Direction:
Please rewrite every line of the listing below as a numbered list, leaving out any blank lines.

--- Start of Dataset records ---

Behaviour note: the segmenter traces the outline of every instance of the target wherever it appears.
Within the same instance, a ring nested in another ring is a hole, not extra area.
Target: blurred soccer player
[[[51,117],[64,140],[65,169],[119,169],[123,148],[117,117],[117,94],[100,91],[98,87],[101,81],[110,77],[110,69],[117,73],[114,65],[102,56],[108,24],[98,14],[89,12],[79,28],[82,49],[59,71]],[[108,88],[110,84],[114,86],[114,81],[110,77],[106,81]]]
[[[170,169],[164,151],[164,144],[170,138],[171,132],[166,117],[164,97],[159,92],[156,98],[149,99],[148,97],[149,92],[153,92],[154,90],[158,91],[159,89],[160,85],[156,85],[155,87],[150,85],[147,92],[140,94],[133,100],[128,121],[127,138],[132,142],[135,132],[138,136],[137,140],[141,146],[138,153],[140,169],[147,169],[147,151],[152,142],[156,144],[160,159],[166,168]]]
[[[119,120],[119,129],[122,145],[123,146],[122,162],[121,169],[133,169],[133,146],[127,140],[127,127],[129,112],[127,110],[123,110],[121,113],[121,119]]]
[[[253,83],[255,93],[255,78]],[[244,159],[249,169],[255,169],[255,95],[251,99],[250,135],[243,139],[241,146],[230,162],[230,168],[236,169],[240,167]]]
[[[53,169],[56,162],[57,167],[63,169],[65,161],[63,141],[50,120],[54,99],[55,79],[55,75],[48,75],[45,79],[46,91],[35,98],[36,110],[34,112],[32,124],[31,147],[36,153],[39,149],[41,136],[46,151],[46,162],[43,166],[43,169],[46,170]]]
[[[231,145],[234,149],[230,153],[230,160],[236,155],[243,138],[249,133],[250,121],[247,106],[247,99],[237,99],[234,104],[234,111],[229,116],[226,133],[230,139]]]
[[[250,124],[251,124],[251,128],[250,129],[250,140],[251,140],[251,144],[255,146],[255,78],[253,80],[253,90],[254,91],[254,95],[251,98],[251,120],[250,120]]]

--- End of Dataset records ---

Complete response:
1. Behaviour note: the segmenter traces the outline of every instance of the target wherever it appears.
2. Within the same instance, a ring nested in another ring is a hole, not extra area.
3. Target: blurred soccer player
4. [[[51,117],[64,140],[65,169],[119,169],[123,148],[117,117],[117,94],[100,91],[98,87],[101,81],[110,77],[110,69],[117,73],[114,65],[102,56],[108,24],[98,14],[89,12],[79,28],[82,49],[59,71]],[[108,88],[110,84],[114,86],[114,81],[110,77],[106,81]]]
5. [[[170,169],[164,151],[164,144],[170,138],[171,132],[166,117],[164,97],[159,92],[156,98],[149,99],[148,97],[149,92],[153,92],[154,90],[158,91],[159,89],[160,85],[156,85],[155,87],[150,85],[147,92],[140,94],[133,100],[128,121],[127,138],[132,142],[135,132],[138,136],[137,140],[141,146],[138,153],[140,169],[147,169],[147,151],[152,142],[156,144],[160,159],[166,168]]]
6. [[[119,120],[119,129],[122,145],[123,146],[122,162],[121,169],[133,169],[133,146],[127,140],[127,127],[129,112],[127,110],[123,110],[121,113],[121,119]]]
7. [[[253,83],[255,93],[255,78]],[[244,159],[249,169],[255,169],[255,95],[251,99],[250,135],[243,139],[241,146],[230,162],[230,168],[236,169],[240,167]]]
8. [[[53,169],[56,162],[57,167],[63,169],[65,161],[63,141],[50,120],[54,99],[55,79],[55,75],[48,75],[45,79],[46,91],[35,98],[36,110],[34,112],[32,124],[31,147],[36,153],[39,149],[41,136],[46,151],[46,162],[43,166],[43,169],[46,170]]]
9. [[[231,145],[234,149],[230,153],[230,160],[236,155],[243,138],[249,133],[250,121],[247,106],[247,99],[237,99],[234,104],[234,111],[229,116],[226,133],[230,139]]]
10. [[[250,124],[251,124],[251,128],[250,129],[250,140],[251,140],[251,144],[255,146],[255,78],[253,80],[253,90],[254,91],[254,95],[251,98],[251,120],[250,120]]]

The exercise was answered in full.